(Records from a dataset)

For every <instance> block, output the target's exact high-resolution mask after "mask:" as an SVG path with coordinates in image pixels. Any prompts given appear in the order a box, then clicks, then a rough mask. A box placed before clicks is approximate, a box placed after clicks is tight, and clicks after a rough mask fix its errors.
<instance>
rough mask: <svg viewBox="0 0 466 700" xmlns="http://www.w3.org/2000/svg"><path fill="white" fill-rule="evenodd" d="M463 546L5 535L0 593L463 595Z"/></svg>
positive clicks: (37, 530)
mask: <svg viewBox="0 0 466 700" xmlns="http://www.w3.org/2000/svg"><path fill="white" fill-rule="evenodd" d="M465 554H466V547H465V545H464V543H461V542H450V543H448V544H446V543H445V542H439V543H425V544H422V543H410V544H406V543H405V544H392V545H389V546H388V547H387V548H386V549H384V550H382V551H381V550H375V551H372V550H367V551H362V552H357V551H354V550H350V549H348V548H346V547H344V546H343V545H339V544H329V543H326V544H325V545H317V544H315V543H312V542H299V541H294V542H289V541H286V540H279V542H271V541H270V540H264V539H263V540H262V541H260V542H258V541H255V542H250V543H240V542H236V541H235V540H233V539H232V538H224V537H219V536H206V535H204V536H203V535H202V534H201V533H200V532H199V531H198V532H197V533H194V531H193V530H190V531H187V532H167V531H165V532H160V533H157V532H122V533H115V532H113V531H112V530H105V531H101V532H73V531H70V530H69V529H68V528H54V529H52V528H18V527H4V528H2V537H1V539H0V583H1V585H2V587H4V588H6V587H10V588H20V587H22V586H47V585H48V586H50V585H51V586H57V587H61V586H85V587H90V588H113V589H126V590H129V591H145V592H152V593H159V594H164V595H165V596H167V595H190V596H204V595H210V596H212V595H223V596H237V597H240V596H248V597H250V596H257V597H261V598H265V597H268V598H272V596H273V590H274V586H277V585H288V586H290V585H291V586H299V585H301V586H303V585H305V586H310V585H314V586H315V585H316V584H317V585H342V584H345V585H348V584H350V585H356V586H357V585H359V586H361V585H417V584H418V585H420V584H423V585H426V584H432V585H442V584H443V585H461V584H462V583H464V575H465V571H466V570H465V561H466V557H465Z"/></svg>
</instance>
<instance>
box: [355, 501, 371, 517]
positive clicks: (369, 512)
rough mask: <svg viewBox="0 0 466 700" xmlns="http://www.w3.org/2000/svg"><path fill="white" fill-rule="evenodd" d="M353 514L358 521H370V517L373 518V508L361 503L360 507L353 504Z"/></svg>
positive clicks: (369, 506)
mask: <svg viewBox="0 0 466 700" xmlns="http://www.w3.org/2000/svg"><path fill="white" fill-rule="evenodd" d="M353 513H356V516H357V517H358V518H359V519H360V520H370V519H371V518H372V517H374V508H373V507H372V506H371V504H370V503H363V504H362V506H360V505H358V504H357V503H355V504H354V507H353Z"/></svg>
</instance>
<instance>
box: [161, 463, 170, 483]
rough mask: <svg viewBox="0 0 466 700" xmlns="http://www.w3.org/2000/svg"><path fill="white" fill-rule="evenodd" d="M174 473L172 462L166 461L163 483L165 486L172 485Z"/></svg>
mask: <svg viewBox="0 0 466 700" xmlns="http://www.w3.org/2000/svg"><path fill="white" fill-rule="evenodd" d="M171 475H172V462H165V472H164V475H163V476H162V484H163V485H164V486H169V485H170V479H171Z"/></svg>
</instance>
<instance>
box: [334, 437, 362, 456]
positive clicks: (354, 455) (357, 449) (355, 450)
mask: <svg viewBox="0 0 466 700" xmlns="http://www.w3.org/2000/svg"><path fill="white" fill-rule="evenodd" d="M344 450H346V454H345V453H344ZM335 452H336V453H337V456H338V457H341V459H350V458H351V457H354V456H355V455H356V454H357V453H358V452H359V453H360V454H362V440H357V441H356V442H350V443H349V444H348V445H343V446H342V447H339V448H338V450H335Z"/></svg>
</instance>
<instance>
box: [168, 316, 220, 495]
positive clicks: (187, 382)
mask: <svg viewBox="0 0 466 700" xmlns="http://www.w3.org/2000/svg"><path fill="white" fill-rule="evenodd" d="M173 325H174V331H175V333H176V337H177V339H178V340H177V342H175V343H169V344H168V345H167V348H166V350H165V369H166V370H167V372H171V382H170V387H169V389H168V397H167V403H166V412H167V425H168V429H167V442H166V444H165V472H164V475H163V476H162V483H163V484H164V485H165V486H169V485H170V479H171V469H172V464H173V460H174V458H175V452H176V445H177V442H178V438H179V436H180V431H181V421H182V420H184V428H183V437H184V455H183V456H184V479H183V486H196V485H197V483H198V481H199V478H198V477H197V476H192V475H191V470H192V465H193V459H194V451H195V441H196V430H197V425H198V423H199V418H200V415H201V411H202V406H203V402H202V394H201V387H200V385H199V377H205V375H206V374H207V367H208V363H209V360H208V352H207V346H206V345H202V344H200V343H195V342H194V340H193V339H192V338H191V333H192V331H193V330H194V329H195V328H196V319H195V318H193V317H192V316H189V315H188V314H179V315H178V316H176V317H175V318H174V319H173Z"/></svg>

[Problem details]
Print the records above once again, exactly as written.

[Result for this task]
For every <instance> block, output the target's exact high-resolution mask after "mask:" as an SVG path with coordinates in image pixels. Any prompts given appear in the order a box, then clicks, then a rough mask. A box placed before clicks is approximate, a box placed after clicks is tight, and clicks after a rough mask fix its errors.
<instance>
rough mask: <svg viewBox="0 0 466 700" xmlns="http://www.w3.org/2000/svg"><path fill="white" fill-rule="evenodd" d="M463 546L5 535L0 593L463 595Z"/></svg>
positive clicks: (37, 530)
mask: <svg viewBox="0 0 466 700" xmlns="http://www.w3.org/2000/svg"><path fill="white" fill-rule="evenodd" d="M465 554H466V547H465V545H464V543H461V542H450V543H448V544H446V543H445V542H439V543H425V544H422V543H410V544H406V543H405V544H392V545H389V546H388V547H387V548H386V549H384V550H382V551H381V550H375V551H372V550H367V551H362V552H357V551H354V550H350V549H348V548H346V547H344V546H343V545H339V544H329V543H326V544H325V545H317V544H315V543H312V542H299V541H294V542H289V541H286V540H279V542H271V541H270V540H264V539H263V540H262V541H260V542H258V541H255V542H250V543H240V542H236V541H235V540H233V539H232V538H224V537H219V536H206V535H204V536H203V535H202V534H201V533H200V532H199V531H198V532H197V533H194V531H193V530H190V531H187V532H167V531H165V532H160V533H157V532H122V533H115V532H113V531H112V530H105V531H101V532H73V531H70V530H69V529H68V528H54V529H52V528H18V527H4V528H2V537H1V539H0V583H1V585H2V587H4V588H6V587H10V588H20V587H22V586H47V585H48V586H50V585H51V586H57V587H61V586H85V587H90V588H113V589H126V590H129V591H145V592H152V593H159V594H164V595H165V596H167V595H190V596H204V595H210V596H212V595H223V596H237V597H240V596H248V597H250V596H257V597H261V598H265V597H268V598H272V596H273V590H274V586H277V585H288V586H290V585H291V586H299V585H301V586H303V585H305V586H310V585H314V586H315V585H316V584H317V585H342V584H345V585H348V584H350V585H356V586H357V585H359V586H361V585H417V584H418V585H420V584H423V585H426V584H432V585H442V584H443V585H461V584H462V583H464V575H465V571H466V570H465V561H466V557H465Z"/></svg>
</instance>
<instance>
box: [355, 501, 371, 517]
positive clicks: (369, 512)
rough mask: <svg viewBox="0 0 466 700" xmlns="http://www.w3.org/2000/svg"><path fill="white" fill-rule="evenodd" d="M353 514L358 521H370V517L373 518V508L361 503L360 507L353 504Z"/></svg>
positive clicks: (369, 506)
mask: <svg viewBox="0 0 466 700" xmlns="http://www.w3.org/2000/svg"><path fill="white" fill-rule="evenodd" d="M353 513H356V516H357V517H358V518H359V519H360V520H370V519H371V518H372V517H374V508H373V507H372V506H371V504H370V503H363V504H362V506H360V505H358V504H357V503H355V504H354V507H353Z"/></svg>
</instance>
<instance>
box: [161, 463, 170, 483]
rough mask: <svg viewBox="0 0 466 700" xmlns="http://www.w3.org/2000/svg"><path fill="white" fill-rule="evenodd" d="M174 473L172 462L166 461L163 483L165 486L172 485Z"/></svg>
mask: <svg viewBox="0 0 466 700" xmlns="http://www.w3.org/2000/svg"><path fill="white" fill-rule="evenodd" d="M171 475H172V462H165V472H164V475H163V476H162V484H163V485H164V486H169V485H170V479H171Z"/></svg>
</instance>
<instance>
box: [334, 437, 362, 456]
positive clicks: (354, 455) (357, 449) (355, 450)
mask: <svg viewBox="0 0 466 700" xmlns="http://www.w3.org/2000/svg"><path fill="white" fill-rule="evenodd" d="M344 450H346V454H345V453H344ZM335 452H336V453H337V456H338V457H341V459H350V458H351V457H354V456H355V455H356V454H357V453H358V452H359V453H360V454H362V440H357V441H356V442H350V443H349V444H348V445H343V446H342V447H339V448H338V450H335Z"/></svg>
</instance>
<instance>
box: [168, 316, 220, 495]
positive clicks: (187, 382)
mask: <svg viewBox="0 0 466 700" xmlns="http://www.w3.org/2000/svg"><path fill="white" fill-rule="evenodd" d="M173 325H174V331H175V333H176V337H177V339H178V340H177V342H175V343H169V344H168V345H167V348H166V350H165V369H166V370H167V372H171V382H170V387H169V389H168V397H167V403H166V412H167V425H168V429H167V442H166V444H165V472H164V475H163V476H162V483H163V484H164V485H165V486H169V485H170V479H171V469H172V464H173V460H174V458H175V452H176V445H177V442H178V438H179V436H180V431H181V421H182V420H184V428H183V437H184V455H183V456H184V479H183V486H196V485H197V483H198V481H199V478H198V477H197V476H192V475H191V470H192V465H193V459H194V451H195V441H196V430H197V425H198V423H199V418H200V415H201V411H202V406H203V402H202V394H201V387H200V385H199V377H205V375H206V374H207V367H208V363H209V360H208V352H207V346H206V345H202V344H200V343H195V342H194V340H193V339H192V338H191V333H192V331H193V330H194V329H195V328H196V319H195V318H193V317H192V316H189V315H188V314H179V315H178V316H176V317H175V318H174V319H173Z"/></svg>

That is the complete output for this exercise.